Aim a —
Do these statements agree with the passage on Columbia's fund-raising campaign? (i) The campaign began in fall 2006. (ii) Donors choose the specific cause for gifts to the annual fund. (iii) Steve Shapiro had a great high school learning experience. Answer yes or no for each, quoting the deciding words of the passage.

### Text segment ###

The $4 billion fund-raising campaign, launched in fall 2006 to improve academic programs and increase financial aid, among other goals, is the most ambitious effort ever by an American university. When the campaign was initially announced, Executive Director of Communications for the Office of University Development and Alumni Relations Jerry Kisslinger told Spectator, “It really matters that we build a broader base of people who see that as meaningful, because it really changes the definition of what the Columbia community and its alumni are about.”
The question of where the money is actually applied, as anyone dealing with large amounts of money, is complex and multileveled, mostly due to the variety of sums that alumni can choose between to give. Whereas the larger donations in the six- and seven-figure range are widely publicized and often designated for a specific cause, smaller donations trickle down to the Columbia College Annual Fund.
Gifts toward the annual fund are considered “unrestricted,” meaning that the University determines how to best spend that money.
“If someone gives a gift to the annual fund, they know they are supporting financial aid, facilities programming, and faculty. It is understood that the college will determine where that money goes,” said Dan Baker, CC ’76, executive director of the Office of Stewardship at UDAR.
Steve Shapiro, CC ’79, cites his fond memories at Columbia as his motive for donating to the college fund. “I didn’t have a great high school learning experience. College is where I felt I learned,” Shapiro said.

### Data supplied ###

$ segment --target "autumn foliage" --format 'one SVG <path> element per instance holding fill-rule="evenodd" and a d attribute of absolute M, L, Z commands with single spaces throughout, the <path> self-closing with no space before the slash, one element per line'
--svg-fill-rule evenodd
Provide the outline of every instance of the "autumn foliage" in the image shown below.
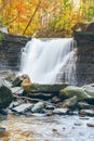
<path fill-rule="evenodd" d="M 93 0 L 0 0 L 0 26 L 11 34 L 32 36 L 38 29 L 64 29 L 71 35 L 76 23 L 93 17 Z"/>

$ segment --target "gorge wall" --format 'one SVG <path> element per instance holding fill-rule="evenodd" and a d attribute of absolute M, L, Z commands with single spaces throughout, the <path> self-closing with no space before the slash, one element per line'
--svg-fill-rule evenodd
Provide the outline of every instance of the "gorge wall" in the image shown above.
<path fill-rule="evenodd" d="M 16 72 L 19 69 L 22 48 L 30 39 L 30 37 L 0 33 L 0 70 L 12 69 Z"/>
<path fill-rule="evenodd" d="M 77 85 L 94 84 L 94 34 L 91 31 L 75 33 L 78 48 Z"/>

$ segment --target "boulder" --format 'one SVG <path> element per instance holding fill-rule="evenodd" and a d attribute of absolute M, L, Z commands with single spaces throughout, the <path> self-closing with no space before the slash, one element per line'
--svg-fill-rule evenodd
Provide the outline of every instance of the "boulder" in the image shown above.
<path fill-rule="evenodd" d="M 53 85 L 40 85 L 31 84 L 27 86 L 25 90 L 27 92 L 45 92 L 45 93 L 59 93 L 59 91 L 69 86 L 68 84 L 53 84 Z"/>
<path fill-rule="evenodd" d="M 82 116 L 94 116 L 94 110 L 81 110 L 79 114 Z"/>
<path fill-rule="evenodd" d="M 58 115 L 66 115 L 68 114 L 69 110 L 68 108 L 55 108 L 53 111 L 53 114 L 58 114 Z"/>
<path fill-rule="evenodd" d="M 23 76 L 17 76 L 17 77 L 14 79 L 14 81 L 12 82 L 12 86 L 13 86 L 13 87 L 19 87 L 21 84 L 23 82 L 23 80 L 24 80 Z"/>
<path fill-rule="evenodd" d="M 91 98 L 94 98 L 94 87 L 83 86 L 82 89 L 90 94 Z"/>
<path fill-rule="evenodd" d="M 30 111 L 31 107 L 32 107 L 32 104 L 24 103 L 24 104 L 13 107 L 12 111 L 19 114 L 25 114 L 26 112 Z"/>
<path fill-rule="evenodd" d="M 28 93 L 28 97 L 33 98 L 33 99 L 41 99 L 41 100 L 49 100 L 53 97 L 52 93 L 43 93 L 43 92 L 33 92 L 33 93 Z"/>
<path fill-rule="evenodd" d="M 13 100 L 12 91 L 0 84 L 0 108 L 5 108 Z"/>
<path fill-rule="evenodd" d="M 78 107 L 79 110 L 86 110 L 86 108 L 92 108 L 94 110 L 94 105 L 88 104 L 86 102 L 78 102 Z"/>
<path fill-rule="evenodd" d="M 44 102 L 38 102 L 37 104 L 35 104 L 35 106 L 31 108 L 32 113 L 40 113 L 42 112 L 44 107 Z"/>
<path fill-rule="evenodd" d="M 77 95 L 79 101 L 91 98 L 91 95 L 89 93 L 86 93 L 84 91 L 84 89 L 75 87 L 75 86 L 68 86 L 65 89 L 61 90 L 59 95 L 63 99 L 72 98 L 72 97 Z"/>
<path fill-rule="evenodd" d="M 12 70 L 6 69 L 0 70 L 0 78 L 5 78 L 9 81 L 13 81 L 16 78 L 16 76 Z"/>
<path fill-rule="evenodd" d="M 22 87 L 27 90 L 30 86 L 31 86 L 31 80 L 29 78 L 28 75 L 23 75 L 23 82 L 22 82 Z"/>
<path fill-rule="evenodd" d="M 78 97 L 75 95 L 70 99 L 65 100 L 62 104 L 62 107 L 76 108 L 77 103 L 78 103 Z"/>

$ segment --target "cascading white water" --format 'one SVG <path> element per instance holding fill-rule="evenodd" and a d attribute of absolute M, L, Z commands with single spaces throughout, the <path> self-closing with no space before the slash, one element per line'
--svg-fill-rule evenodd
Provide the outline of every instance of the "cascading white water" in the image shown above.
<path fill-rule="evenodd" d="M 59 81 L 57 76 L 67 72 L 65 81 L 70 82 L 71 74 L 75 72 L 75 65 L 71 65 L 73 69 L 68 68 L 68 62 L 73 54 L 72 38 L 32 38 L 27 42 L 22 52 L 21 72 L 22 74 L 28 74 L 31 81 L 38 84 L 62 82 L 62 78 Z M 67 67 L 65 67 L 66 64 Z"/>

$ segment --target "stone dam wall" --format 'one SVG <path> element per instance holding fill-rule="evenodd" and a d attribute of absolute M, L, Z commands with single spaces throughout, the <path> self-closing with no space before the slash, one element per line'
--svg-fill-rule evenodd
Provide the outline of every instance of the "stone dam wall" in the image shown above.
<path fill-rule="evenodd" d="M 77 86 L 94 82 L 94 34 L 78 31 L 73 35 L 77 41 L 76 75 Z M 31 37 L 0 34 L 0 70 L 19 70 L 21 53 Z"/>
<path fill-rule="evenodd" d="M 30 37 L 0 34 L 0 70 L 19 70 L 21 53 Z"/>

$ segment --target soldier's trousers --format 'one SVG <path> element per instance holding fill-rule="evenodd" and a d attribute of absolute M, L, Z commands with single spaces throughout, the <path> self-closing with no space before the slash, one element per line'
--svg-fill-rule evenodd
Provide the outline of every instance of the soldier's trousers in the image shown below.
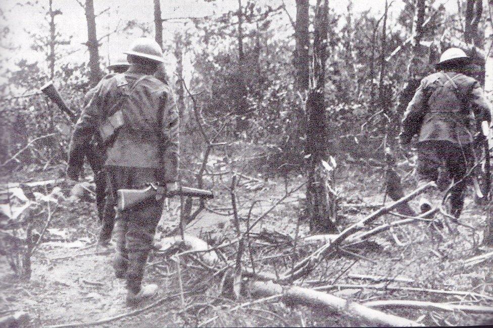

###

Aim b —
Can you convert everything in the records from the line containing "segment --target soldier's" down to the end of the records into a JSON list of strings, with one string per line and blank lines left out? Leave the pictures out of the list.

Full answer a —
(i) Yes: "launched in fall 2006"
(ii) No: "Gifts toward the annual fund are considered “unrestricted,” meaning that the University determines how to best spend that money."
(iii) No: "I didn’t have a great high school learning experience."

Full answer b —
[
  "$ segment --target soldier's trousers --format 'one SVG <path> element per instance holding fill-rule=\"evenodd\" and a d attribute of absolute M, L, Z commands with single spaces throughout, the <path> self-closing with no space before the slash, one element per line'",
  "--svg-fill-rule evenodd",
  "Provide the outline of every instance of the soldier's trousers in the image shown below."
]